- _Source document_

**********

Here simulating multitask case with Gaussian noise, but also interested in multitask case with Poisson noise (& identity link), which I would like to deal with by using observation weight matrix for each outcome weight=1/(data$y+0.1) as approx. 1/variance weights for the Poisson case - it seems right now it only allows weight to be a vector though :

data = generate.data(n, p, support.size = k, 
                      family = "mgaussian", 
                      beta = coef_real,
                      y.dim = y.dim)

abess_fit = abess(
  x=data$x, 
  y=data$y,
  # weight=1/(data$y+0.1), # I'd like to use this to approximate identity link Poisson case - now gives error "Error in weight.glm(para) : is.vector(para$weight) is not TRUE"
  family="mgaussian",
  beta.low=0, # nonnegativity constraints
  fit.intercept=FALSE,
  tune.path="sequence",
  tune.type="aic"
)

If I would add weight=1/(data$y+0.1), which I'd like to be able to use to approximate for the case with Poisson noise (nonnegative identity link Poisson, which is now not supported), I get the error "Error in weight.glm(para) : is.vector(para$weight) is not TRUE". I.e. it doesn't seem to suggest a matrix as input for the moment (contrary to what was suggested above that it should).

**********

- _Collected data_

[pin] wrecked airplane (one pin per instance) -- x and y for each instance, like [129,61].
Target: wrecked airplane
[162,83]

**********

- _Required tasks_
**a)** In the abess post, shorten the paragraph that begins "If I would add weight=1/(data$y+0.1)" into a short bulleted list that keeps its main facts.
**b)** Copy word for word the part of the abess post from "data = generate.data(n, p, support.size" up to and including "y.dim = y.dim)".

- _Answers to the exercises_
**a)**
- Adding weight=1/(data$y+0.1) is meant to approximate the case with Poisson noise (nonnegative identity link Poisson), which is not supported now.
- Doing so produces the error "Error in weight.glm(para) : is.vector(para$weight) is not TRUE".
- So a matrix is apparently not accepted as weight input for the moment, contrary to the earlier suggestion that it should be.

**b)**
data = generate.data(n, p, support.size = k, 
                      family = "mgaussian", 
                      beta = coef_real,
                      y.dim = y.dim)